■ To be done:
Output every item below as a JSON list of strings, one string per line, skipping blank lines.
** Start Supplied material **
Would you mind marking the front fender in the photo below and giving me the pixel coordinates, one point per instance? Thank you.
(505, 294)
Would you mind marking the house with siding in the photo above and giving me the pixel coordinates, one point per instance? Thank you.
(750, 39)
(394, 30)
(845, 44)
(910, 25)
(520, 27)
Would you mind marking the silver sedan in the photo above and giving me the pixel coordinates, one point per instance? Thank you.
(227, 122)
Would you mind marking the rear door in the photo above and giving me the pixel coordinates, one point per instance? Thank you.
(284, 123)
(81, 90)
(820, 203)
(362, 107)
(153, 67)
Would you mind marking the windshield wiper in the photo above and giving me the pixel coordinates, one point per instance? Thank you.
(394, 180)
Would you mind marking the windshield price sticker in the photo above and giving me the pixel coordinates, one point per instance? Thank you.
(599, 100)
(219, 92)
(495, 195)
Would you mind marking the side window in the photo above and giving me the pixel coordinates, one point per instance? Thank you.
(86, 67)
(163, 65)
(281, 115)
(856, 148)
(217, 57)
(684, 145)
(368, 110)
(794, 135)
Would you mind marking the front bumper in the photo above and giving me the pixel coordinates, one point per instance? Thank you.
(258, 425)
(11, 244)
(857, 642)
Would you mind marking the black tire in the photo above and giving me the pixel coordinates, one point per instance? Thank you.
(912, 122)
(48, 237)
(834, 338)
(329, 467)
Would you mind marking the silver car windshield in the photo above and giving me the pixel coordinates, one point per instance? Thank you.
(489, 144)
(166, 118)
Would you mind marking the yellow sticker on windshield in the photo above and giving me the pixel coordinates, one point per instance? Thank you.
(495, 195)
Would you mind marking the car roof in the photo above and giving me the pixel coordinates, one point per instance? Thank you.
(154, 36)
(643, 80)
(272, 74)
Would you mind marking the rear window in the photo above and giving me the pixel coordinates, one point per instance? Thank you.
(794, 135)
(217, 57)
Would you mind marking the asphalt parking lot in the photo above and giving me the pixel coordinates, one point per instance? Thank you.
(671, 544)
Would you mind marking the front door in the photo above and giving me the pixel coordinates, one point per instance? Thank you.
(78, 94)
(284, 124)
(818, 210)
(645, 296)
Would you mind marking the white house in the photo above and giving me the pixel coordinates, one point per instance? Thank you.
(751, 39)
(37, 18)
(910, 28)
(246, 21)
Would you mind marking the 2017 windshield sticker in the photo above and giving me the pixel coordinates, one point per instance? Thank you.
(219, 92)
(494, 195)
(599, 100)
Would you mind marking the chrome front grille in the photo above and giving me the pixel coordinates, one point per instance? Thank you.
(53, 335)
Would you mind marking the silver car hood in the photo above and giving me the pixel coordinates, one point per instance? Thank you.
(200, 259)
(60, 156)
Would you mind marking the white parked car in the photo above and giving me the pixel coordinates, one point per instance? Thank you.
** End Supplied material **
■ Response below:
[
  "Would you mind marking the front fender in the photo below and giving me the pixel coordinates, one point per instance? Thank you.",
  "(505, 294)",
  "Would you mind marking the house with siding in the photo above and giving me the pixel coordinates, one point per instance? Thank you.",
  "(750, 39)",
  "(394, 30)",
  "(845, 44)",
  "(910, 25)",
  "(520, 27)",
  "Would you mind marking the silver sedan in the photo above and giving me the pixel coordinates, one point per instance? Thank you.",
  "(227, 122)",
  "Would you mind marking the rear door in the photo above and giving me the pixel coordinates, one point per instance? Thank you.",
  "(284, 123)",
  "(81, 90)",
  "(820, 203)",
  "(362, 107)",
  "(153, 67)",
  "Would you mind marking the windshield wiper in the photo above and giving me the pixel coordinates, one point per instance? Thank you.",
  "(394, 180)",
  "Would you mind marking the windshield price sticker in the photo above and giving me the pixel coordinates, one point per instance? Thank you.",
  "(599, 100)",
  "(219, 92)",
  "(495, 195)",
  "Would you mind marking the side window in the photo above and giving me the pixel coordinates, one point per instance? Thank you.",
  "(86, 67)",
  "(163, 65)",
  "(281, 115)",
  "(856, 148)",
  "(217, 57)",
  "(684, 145)",
  "(368, 110)",
  "(794, 135)",
  "Would you mind marking the front bumper in the photo above and giving me the pixel coordinates, one point per instance? Thank you.",
  "(258, 425)",
  "(11, 244)",
  "(857, 642)",
  "Would you mind marking the black tire in the photo above and giving me the pixel coordinates, one point per instance? Thank you.",
  "(912, 122)",
  "(48, 237)",
  "(834, 338)",
  "(329, 467)",
  "Would you mind marking the silver car windshield in the photo above and giving me the pixel coordinates, one point per instance? Thank you.",
  "(489, 144)",
  "(166, 118)",
  "Would you mind marking the yellow sticker on windshield in the photo above and giving me the pixel coordinates, one point per instance? Thank you.",
  "(495, 195)",
  "Would you mind marking the car roof in the photo above and giving me the pixel coordinates, one point per instance? Thank you.",
  "(154, 36)",
  "(643, 80)",
  "(272, 74)",
  "Would you mind marking the rear window in the photo above and giving me the pixel coordinates, one point per instance? Thank you.",
  "(794, 135)",
  "(217, 57)",
  "Would you mind marking the asphalt parking lot in the photo above and giving me the pixel coordinates, one point per instance? Thank you.",
  "(671, 544)",
  "Would you mind marking the front door in the photo above and giving me the pixel coordinates, one point per instance? Thank you.",
  "(78, 94)",
  "(284, 124)",
  "(818, 210)",
  "(645, 296)",
  "Would you mind marking the white house in the photo above and giving me the pixel coordinates, one point per instance? Thank you.",
  "(751, 39)",
  "(37, 18)",
  "(910, 28)",
  "(246, 21)",
  "Would you mind marking the 2017 windshield sticker in the photo above and giving me the pixel coordinates, one point per instance? Thank you.",
  "(219, 92)",
  "(494, 195)",
  "(599, 100)",
  "Would you mind marking the chrome front grille in the photo above and giving me the pixel coordinates, one point per instance? Thank you.",
  "(53, 335)",
  "Would you mind marking the silver car hood in the photo above and giving me the pixel coordinates, one point per instance? Thank you.",
  "(200, 259)",
  "(60, 156)",
  "Would you mind marking the white parked car in the photo above and giving me the pixel coordinates, one point per instance? Thank you."
]